▸ Text
════════════════════
# Leading...



## Kbar Barrel Horses (Aug 5, 2009)

My two minis are great. Super gentle. They stand for the farrier, shots and deworming, etc. They load and stand tied. But, I can not get them to lead, most of the time. I push on thier butts and drive them to get them to go anywhere or carry feed(which rarely works on the on I want to show) Sometimes they lead fine and sometimes they wont move at all. Any help would be great....books, dvds or trainers in the Decatur, Texas area....Thanks!


----------



## FlatCreekFarm (Aug 5, 2009)

I wish I could offer more help - I have the same problem with my two




Just depends on their mood - some days they are almost perfect with leading. Others, not so much. I have some of the Meredith Hodges books and videos. When I take the time to use them, they actually help me a lot with our little 'long eared issues'



In fact, when the weather gets a little cooler I hope we can have more training sessions. Best wishes with your 'kids'!


----------



## RebelsHope (Aug 5, 2009)

In teaching Sophie to lead I just rewarded her every few steps, then we would walk a few more. Another reward, a scratched, a treat, standing for a minute. Never forget that often the best reward to a donkey is to be left alone. We try for one step, then for two, then three. But the most time is spent rewarding one step. Slowly increase the number of steps and go wild when she offers several, a scratch, good girl, and then left alone a bit.
════════════════════
▸ Goals
1. Repeat everything in the forum thread on leading from "## RebelsHope (Aug" down to "alone a bit.".
2. Carry on the forum thread on leading from the point where it stops.
════════════════════
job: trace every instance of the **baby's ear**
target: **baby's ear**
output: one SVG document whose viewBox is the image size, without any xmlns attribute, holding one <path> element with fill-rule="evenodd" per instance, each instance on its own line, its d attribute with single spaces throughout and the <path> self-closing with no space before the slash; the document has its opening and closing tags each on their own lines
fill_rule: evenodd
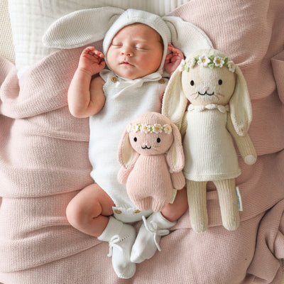
<svg viewBox="0 0 284 284">
<path fill-rule="evenodd" d="M 102 40 L 124 10 L 115 7 L 83 9 L 55 21 L 43 37 L 48 48 L 71 49 Z"/>
</svg>

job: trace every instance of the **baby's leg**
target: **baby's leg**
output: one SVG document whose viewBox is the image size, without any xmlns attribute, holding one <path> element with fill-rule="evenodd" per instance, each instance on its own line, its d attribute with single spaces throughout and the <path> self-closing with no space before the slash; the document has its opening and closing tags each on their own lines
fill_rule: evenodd
<svg viewBox="0 0 284 284">
<path fill-rule="evenodd" d="M 69 203 L 66 215 L 75 228 L 94 236 L 100 236 L 115 206 L 111 198 L 97 184 L 82 190 Z"/>
<path fill-rule="evenodd" d="M 112 256 L 114 271 L 121 278 L 129 278 L 136 271 L 135 264 L 130 261 L 136 231 L 111 216 L 113 206 L 111 198 L 99 185 L 92 184 L 70 201 L 66 214 L 75 228 L 109 243 L 109 256 Z"/>
<path fill-rule="evenodd" d="M 170 233 L 168 229 L 176 224 L 176 221 L 187 209 L 186 189 L 178 190 L 173 204 L 168 204 L 160 212 L 154 212 L 148 219 L 143 218 L 134 245 L 131 260 L 136 263 L 151 258 L 159 246 L 162 236 Z"/>
</svg>

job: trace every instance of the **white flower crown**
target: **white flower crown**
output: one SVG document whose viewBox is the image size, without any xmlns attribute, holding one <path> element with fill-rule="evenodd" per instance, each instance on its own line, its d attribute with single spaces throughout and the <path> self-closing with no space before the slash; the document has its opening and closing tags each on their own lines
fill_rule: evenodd
<svg viewBox="0 0 284 284">
<path fill-rule="evenodd" d="M 191 58 L 186 61 L 182 60 L 179 66 L 179 70 L 180 71 L 189 72 L 190 68 L 194 68 L 196 65 L 208 67 L 211 69 L 215 67 L 220 68 L 226 67 L 229 69 L 229 71 L 233 73 L 236 70 L 235 64 L 233 61 L 229 61 L 229 58 L 226 56 L 222 58 L 219 56 L 210 55 L 208 57 L 205 55 Z"/>
<path fill-rule="evenodd" d="M 129 124 L 126 128 L 127 132 L 137 132 L 142 131 L 144 133 L 160 133 L 164 131 L 167 134 L 170 134 L 172 133 L 172 127 L 169 124 L 155 124 L 153 125 L 148 124 Z"/>
</svg>

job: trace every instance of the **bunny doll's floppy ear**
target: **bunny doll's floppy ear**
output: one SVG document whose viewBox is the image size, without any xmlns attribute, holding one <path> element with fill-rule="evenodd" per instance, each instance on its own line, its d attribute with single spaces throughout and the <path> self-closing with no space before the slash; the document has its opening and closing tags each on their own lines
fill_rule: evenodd
<svg viewBox="0 0 284 284">
<path fill-rule="evenodd" d="M 182 50 L 185 57 L 200 49 L 213 48 L 207 35 L 192 23 L 174 16 L 164 16 L 163 20 L 170 30 L 172 43 Z"/>
<path fill-rule="evenodd" d="M 172 75 L 163 98 L 162 114 L 180 129 L 187 99 L 182 88 L 182 71 L 178 67 Z"/>
<path fill-rule="evenodd" d="M 248 131 L 252 109 L 248 87 L 243 73 L 236 65 L 236 87 L 230 100 L 231 119 L 236 132 L 243 136 Z"/>
<path fill-rule="evenodd" d="M 43 44 L 70 49 L 99 41 L 124 10 L 115 7 L 76 11 L 55 21 L 46 31 Z"/>
<path fill-rule="evenodd" d="M 170 170 L 173 173 L 180 172 L 185 166 L 185 155 L 182 144 L 182 138 L 178 127 L 171 124 L 173 142 L 168 151 L 166 159 Z"/>
<path fill-rule="evenodd" d="M 121 165 L 118 178 L 121 183 L 126 182 L 126 178 L 132 170 L 138 156 L 139 154 L 133 150 L 130 143 L 129 133 L 125 131 L 119 142 L 118 151 L 118 159 Z"/>
</svg>

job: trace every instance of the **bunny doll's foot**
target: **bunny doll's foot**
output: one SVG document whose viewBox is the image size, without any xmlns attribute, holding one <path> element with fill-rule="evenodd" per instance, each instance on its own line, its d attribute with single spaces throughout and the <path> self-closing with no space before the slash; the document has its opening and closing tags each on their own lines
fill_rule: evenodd
<svg viewBox="0 0 284 284">
<path fill-rule="evenodd" d="M 136 233 L 135 229 L 111 217 L 100 241 L 108 241 L 112 266 L 120 278 L 131 278 L 135 273 L 136 265 L 130 261 L 130 255 Z"/>
<path fill-rule="evenodd" d="M 160 212 L 153 213 L 148 219 L 143 217 L 143 220 L 130 258 L 136 263 L 151 258 L 157 248 L 160 251 L 159 243 L 161 236 L 168 235 L 170 233 L 168 229 L 176 224 L 167 220 Z"/>
</svg>

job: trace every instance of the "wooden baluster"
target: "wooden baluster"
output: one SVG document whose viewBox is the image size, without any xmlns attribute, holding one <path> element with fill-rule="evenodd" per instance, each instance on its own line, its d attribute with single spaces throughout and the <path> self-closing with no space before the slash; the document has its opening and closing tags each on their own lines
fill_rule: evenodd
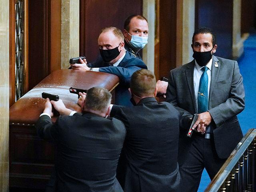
════════════════════
▸ Task-by-task outputs
1.
## RebelsHope (Aug 5, 2009)

In teaching Sophie to lead I just rewarded her every few steps, then we would walk a few more. Another reward, a scratched, a treat, standing for a minute. Never forget that often the best reward to a donkey is to be left alone. We try for one step, then for two, then three. But the most time is spent rewarding one step. Slowly increase the number of steps and go wild when she offers several, a scratch, good girl, and then left alone a bit.

2.
Another method is to teach leading next to a fence. When the donkey stops, try her up and leave her for 5 or 10 min. Then try again. Every time she stops tie her up and leave. Then come back and try again.

Alway remember to stop on a good note. Do something she knows well, even if it is just stand to be groomed or pick up her feet.

Keep at it, you can do it!!

btw I actually joined giddyupflix.com, just so I could rent some donkey training videos.


----------



## Kbar Barrel Horses (Aug 6, 2009)

Great I will try that with them. Thanks!!! My little gelding leads better than the soon to be gelding. I really never noticed how bad there were till I got my miniature horse and he leads like a big horse. I know they are different donkeys\horses. Atleast my donkeys are sweet. They are so cute. They have man crushes on my open horse. He is really pretty. They live with him. They just follow him around every where.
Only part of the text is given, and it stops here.